§ **Given records**
** BEGIN **

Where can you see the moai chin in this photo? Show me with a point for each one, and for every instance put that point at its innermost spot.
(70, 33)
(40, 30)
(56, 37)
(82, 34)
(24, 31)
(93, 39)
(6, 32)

** END **

§ **Short task**
Edit the lines above so that "moai chin" becomes "moai nose", and leave everything else unchanged.

§ **The response**
Where can you see the moai nose in this photo? Show me with a point for each one, and for every instance put that point at its innermost spot.
(70, 33)
(40, 30)
(56, 37)
(82, 34)
(24, 31)
(93, 39)
(6, 32)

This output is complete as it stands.